→ Aim of the exercise
Lay out the entries below as a two-column CSV headed text and answer, one row per entry, with each field in quotation marks and line breaks turned into spaces. Begin at the line that has "license plate area -> box" and stop after the line that has "top-left (183, 278), bottom-right (367, 346)", leaving out all other entries.

===== Dataset rows

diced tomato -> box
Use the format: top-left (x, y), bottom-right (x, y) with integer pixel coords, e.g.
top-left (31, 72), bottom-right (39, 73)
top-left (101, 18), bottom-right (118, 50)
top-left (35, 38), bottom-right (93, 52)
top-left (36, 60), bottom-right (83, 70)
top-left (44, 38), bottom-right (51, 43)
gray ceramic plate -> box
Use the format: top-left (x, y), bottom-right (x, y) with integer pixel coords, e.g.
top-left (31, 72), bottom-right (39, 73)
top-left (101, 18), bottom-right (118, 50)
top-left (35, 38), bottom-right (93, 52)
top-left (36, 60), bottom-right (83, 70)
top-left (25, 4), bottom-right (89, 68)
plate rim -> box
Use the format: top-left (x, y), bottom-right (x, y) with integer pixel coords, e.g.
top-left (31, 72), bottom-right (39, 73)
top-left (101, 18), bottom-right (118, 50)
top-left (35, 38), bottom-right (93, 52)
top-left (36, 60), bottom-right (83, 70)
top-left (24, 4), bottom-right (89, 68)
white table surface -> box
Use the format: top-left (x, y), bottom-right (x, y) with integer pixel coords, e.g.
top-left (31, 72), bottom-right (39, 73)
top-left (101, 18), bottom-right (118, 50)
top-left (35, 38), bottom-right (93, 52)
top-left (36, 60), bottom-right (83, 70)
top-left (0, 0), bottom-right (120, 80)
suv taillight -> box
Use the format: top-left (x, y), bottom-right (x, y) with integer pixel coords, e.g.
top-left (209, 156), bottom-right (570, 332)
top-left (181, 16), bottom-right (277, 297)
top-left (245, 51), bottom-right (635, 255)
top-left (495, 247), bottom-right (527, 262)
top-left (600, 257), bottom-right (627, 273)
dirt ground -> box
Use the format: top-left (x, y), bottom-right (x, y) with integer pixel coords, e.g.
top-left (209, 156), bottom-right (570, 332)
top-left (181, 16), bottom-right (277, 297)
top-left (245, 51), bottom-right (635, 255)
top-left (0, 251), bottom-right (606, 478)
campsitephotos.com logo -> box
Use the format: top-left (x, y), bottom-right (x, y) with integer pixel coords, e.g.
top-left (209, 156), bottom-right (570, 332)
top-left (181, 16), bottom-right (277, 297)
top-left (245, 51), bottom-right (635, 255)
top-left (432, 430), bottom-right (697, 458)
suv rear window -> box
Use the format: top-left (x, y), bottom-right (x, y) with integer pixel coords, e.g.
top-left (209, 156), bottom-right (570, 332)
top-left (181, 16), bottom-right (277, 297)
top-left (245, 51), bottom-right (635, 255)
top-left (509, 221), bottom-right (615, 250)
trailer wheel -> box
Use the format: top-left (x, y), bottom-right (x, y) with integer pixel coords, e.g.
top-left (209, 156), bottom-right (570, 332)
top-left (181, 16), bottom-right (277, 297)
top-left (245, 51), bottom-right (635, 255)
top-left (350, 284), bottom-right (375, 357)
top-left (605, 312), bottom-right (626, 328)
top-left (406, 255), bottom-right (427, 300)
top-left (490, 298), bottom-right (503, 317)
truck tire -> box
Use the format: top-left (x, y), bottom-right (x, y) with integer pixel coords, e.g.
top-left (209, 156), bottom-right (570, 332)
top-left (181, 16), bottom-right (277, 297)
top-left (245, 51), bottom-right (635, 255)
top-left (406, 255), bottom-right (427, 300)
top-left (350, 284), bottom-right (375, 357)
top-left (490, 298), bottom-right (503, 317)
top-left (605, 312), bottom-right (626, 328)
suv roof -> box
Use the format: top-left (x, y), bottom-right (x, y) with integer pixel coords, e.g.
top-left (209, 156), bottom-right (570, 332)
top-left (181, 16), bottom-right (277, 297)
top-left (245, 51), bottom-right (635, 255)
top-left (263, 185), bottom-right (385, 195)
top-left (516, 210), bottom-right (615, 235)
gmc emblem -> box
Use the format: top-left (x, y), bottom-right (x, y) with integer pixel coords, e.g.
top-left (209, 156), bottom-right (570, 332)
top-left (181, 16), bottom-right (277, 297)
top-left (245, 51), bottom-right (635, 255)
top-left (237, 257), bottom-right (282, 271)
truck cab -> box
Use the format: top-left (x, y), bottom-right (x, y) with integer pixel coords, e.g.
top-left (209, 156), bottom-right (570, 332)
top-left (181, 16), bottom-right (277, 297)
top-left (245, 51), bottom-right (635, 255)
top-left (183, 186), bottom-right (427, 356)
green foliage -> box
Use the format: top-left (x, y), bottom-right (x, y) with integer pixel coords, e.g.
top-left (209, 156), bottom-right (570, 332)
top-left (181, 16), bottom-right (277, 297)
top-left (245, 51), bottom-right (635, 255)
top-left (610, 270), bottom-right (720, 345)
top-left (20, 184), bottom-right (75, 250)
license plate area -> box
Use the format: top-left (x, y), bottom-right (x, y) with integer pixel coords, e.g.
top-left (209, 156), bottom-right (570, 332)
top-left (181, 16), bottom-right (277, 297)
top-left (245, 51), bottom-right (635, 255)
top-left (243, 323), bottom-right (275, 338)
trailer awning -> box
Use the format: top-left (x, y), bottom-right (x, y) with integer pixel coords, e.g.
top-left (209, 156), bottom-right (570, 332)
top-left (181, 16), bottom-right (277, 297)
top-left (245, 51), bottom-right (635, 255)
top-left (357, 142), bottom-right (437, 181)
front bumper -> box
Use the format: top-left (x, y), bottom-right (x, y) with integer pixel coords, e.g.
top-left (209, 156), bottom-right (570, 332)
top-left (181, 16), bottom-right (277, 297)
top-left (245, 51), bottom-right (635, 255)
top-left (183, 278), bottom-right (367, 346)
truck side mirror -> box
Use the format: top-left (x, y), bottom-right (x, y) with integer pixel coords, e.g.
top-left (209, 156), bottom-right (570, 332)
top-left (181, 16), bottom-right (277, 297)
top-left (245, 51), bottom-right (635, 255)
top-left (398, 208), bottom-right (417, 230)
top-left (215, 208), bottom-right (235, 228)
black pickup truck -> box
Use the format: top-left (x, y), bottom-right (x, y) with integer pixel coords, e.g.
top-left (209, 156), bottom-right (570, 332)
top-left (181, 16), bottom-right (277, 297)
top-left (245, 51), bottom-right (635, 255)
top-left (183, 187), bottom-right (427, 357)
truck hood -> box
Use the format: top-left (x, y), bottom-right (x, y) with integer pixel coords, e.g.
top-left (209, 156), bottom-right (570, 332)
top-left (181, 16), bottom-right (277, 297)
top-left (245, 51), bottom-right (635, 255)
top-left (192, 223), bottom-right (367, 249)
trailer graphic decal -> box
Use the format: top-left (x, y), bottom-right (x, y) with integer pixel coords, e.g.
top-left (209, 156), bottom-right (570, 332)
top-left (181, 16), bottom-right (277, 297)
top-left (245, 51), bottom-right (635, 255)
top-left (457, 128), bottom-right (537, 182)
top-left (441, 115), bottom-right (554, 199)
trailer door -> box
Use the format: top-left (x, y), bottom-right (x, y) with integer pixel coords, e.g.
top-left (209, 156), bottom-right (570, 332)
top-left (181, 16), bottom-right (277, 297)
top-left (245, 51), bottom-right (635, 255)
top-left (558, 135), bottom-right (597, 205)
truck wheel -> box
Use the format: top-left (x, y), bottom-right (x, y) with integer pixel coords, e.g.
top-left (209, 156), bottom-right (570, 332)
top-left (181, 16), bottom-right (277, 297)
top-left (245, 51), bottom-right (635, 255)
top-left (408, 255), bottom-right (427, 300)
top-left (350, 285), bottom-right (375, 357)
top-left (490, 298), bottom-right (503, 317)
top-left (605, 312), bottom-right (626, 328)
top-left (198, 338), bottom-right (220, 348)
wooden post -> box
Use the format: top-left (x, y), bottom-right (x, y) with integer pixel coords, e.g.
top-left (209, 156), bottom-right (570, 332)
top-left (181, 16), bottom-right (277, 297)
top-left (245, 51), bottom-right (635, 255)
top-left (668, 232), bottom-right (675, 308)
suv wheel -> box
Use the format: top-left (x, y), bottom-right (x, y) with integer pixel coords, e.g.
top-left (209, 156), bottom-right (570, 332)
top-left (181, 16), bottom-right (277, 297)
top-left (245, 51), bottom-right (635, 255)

==========

→ The reply
text,answer
"license plate area -> box Use the format: top-left (x, y), bottom-right (x, y) with integer pixel coords, e.g. top-left (209, 156), bottom-right (570, 332) top-left (181, 16), bottom-right (277, 297) top-left (245, 51), bottom-right (635, 255)","top-left (243, 323), bottom-right (275, 338)"
"trailer awning -> box Use the format: top-left (x, y), bottom-right (x, y) with integer pixel coords, e.g. top-left (209, 156), bottom-right (570, 332) top-left (181, 16), bottom-right (277, 297) top-left (245, 51), bottom-right (635, 255)","top-left (357, 142), bottom-right (437, 181)"
"front bumper -> box Use the format: top-left (x, y), bottom-right (x, y) with integer pixel coords, e.g. top-left (209, 156), bottom-right (570, 332) top-left (181, 16), bottom-right (277, 297) top-left (245, 51), bottom-right (635, 255)","top-left (183, 278), bottom-right (367, 346)"